>> BEGIN RECORD EXTRACTS
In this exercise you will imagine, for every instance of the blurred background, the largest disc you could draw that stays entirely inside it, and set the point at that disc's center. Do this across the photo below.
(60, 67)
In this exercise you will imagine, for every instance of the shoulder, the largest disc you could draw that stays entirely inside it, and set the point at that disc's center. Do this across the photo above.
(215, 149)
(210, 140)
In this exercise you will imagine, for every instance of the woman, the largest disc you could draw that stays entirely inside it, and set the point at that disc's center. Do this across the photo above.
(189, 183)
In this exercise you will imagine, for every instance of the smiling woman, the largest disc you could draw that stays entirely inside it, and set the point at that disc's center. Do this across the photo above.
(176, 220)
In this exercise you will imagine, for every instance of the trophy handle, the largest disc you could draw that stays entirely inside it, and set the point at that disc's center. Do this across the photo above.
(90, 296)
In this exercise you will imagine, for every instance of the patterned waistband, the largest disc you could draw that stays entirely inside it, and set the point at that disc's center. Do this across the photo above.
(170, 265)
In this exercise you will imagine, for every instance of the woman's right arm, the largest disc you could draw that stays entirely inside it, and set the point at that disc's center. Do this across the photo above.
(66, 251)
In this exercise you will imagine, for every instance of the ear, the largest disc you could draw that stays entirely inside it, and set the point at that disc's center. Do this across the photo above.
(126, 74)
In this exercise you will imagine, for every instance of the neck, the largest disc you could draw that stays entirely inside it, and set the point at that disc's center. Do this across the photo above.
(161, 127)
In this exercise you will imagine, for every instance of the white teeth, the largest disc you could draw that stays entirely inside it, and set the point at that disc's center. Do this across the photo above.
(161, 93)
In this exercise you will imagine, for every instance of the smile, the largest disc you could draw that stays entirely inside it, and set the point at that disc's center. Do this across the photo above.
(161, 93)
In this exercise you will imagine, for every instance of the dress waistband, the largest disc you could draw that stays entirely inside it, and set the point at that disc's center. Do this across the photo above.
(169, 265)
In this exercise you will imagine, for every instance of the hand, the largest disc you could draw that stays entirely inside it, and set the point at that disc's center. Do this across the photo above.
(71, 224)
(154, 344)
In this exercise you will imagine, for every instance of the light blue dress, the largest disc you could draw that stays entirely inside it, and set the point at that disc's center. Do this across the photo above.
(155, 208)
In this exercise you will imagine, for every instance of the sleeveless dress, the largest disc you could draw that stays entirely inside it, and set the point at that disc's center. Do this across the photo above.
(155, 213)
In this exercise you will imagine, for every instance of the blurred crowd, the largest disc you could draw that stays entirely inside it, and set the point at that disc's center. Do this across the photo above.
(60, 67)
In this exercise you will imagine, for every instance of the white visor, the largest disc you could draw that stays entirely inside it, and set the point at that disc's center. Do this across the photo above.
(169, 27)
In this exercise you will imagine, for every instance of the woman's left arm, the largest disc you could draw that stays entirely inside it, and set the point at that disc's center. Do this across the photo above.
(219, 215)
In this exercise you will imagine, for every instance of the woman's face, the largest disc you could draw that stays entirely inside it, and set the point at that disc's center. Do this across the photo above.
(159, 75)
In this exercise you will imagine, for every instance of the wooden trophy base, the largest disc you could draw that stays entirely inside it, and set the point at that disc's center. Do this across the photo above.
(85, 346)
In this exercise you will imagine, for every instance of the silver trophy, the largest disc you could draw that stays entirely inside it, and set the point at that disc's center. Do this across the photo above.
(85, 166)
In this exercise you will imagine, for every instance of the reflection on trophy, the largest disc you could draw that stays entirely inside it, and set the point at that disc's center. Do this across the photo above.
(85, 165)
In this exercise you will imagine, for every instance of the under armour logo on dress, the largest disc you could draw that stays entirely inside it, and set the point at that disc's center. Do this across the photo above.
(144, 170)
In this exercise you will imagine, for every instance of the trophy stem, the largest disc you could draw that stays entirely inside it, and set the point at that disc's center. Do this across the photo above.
>> END RECORD EXTRACTS
SHORT EXERCISE — Can you copy all of the items above, reproducing each one word for word?

OUTPUT OF THE EXERCISE —
In this exercise you will imagine, for every instance of the blurred background, the largest disc you could draw that stays entirely inside it, and set the point at that disc's center. Do this across the photo below.
(60, 67)
In this exercise you will imagine, for every instance of the shoulder, the largest disc you could draw that stays entirely inside it, and set the point at that disc's center. Do this across the photo above.
(215, 149)
(210, 140)
In this exercise you will imagine, for every instance of the woman, the largest disc you could draw that stays entirely inside it, and set the point at that disc's center. Do this across the photo above.
(189, 183)
In this exercise you will imagine, for every instance of the smiling woman, the largest disc you could draw that stays entirely inside it, and set the point at that disc's center. Do this across the photo above.
(176, 220)
In this exercise you will imagine, for every instance of the trophy handle, the largest disc you could draw that stays entirely inside it, and set the point at that disc's center. Do this across the photo above.
(90, 296)
In this exercise you will imagine, for every instance of the patterned waistband, the largest disc you could draw that stays entirely inside it, and set the point at that disc's center. Do this across the photo above.
(170, 265)
In this exercise you will imagine, for every instance of the woman's right arm, the largest disc you could draw that stays entirely inside it, and set the point at that disc's center. Do this across the photo above.
(66, 251)
In this exercise you will imagine, for every instance of the ear, the largest disc you could draw that stays entirely inside it, and set the point at that disc's center. Do this across the photo above.
(126, 74)
In this exercise you will imagine, for every instance of the neck, the largest disc you could draw that stays entirely inside it, and set the point at that disc's center. Do this across the photo above.
(161, 127)
In this exercise you will imagine, for every instance of the white teeth, the largest disc you could draw that stays entirely inside it, and set the point at that disc's center. Do this across the photo above.
(161, 93)
In this exercise you will imagine, for every instance of the smile, the largest disc you could draw that stays entirely inside it, and set the point at that disc's center. Do this across the photo above.
(161, 93)
In this exercise you will imagine, for every instance of the dress waistband, the largest disc you could draw that stays entirely inside it, and set the point at that disc's center. Do this across the photo above.
(169, 265)
In this exercise you will imagine, for every instance of the hand, the largest disc you could draw that stays entirely inside it, and set the point at that disc's center. Do this across the photo above.
(71, 224)
(154, 344)
In this exercise you will imagine, for every instance of the light blue dress, the largest disc you could draw that stays entirely inside it, and set the point at that disc's center. Do this across the photo above.
(155, 208)
In this exercise you will imagine, for every instance of the sleeveless dress, the largest disc you could draw that stays entirely inside it, and set the point at that disc's center. Do this across the photo above.
(155, 213)
In this exercise you will imagine, for every instance of the blurred crowd, the largest disc you could draw that stays entirely inside it, and set the point at that disc's center. Do this across the photo above.
(60, 67)
In this exercise you will imagine, for every instance of the white visor, the largest disc you could draw that stays entirely inside it, and set the point at that disc's center. Do this across the photo above.
(169, 27)
In this exercise you will imagine, for every instance of the woman's left arm, the largest disc you could draw that stays entirely inside it, and set the point at that disc's center. Do this across the photo above.
(219, 215)
In this exercise you will imagine, for every instance of the woman's face, the largest disc you could draw that stays entirely inside it, and set the point at that disc's center. Do this across the photo above.
(159, 75)
In this exercise you will imagine, for every instance of the wooden trophy base, the largest disc you could draw that stays entirely inside it, and set the point at that disc's center. Do this across the photo above.
(85, 346)
In this exercise you will imagine, for every instance of the silver trophy, the largest disc you could draw that stays entirely inside it, and set the point at that disc's center. Do this across the photo above.
(85, 166)
In this exercise you will imagine, for every instance of the reflection on trophy, the largest disc you could draw that stays entirely inside it, and set the point at that disc's center. Do this across the photo above.
(85, 165)
In this exercise you will imagine, for every instance of the under armour logo on dress, the largest disc you could draw that stays entirely inside it, and set the point at that disc's center. Do this across the photo above.
(144, 170)
In this exercise you will imagine, for every instance of the trophy stem, the largest disc you could draw that stays entirely inside it, and set the point at that disc's center. Do this across the photo above.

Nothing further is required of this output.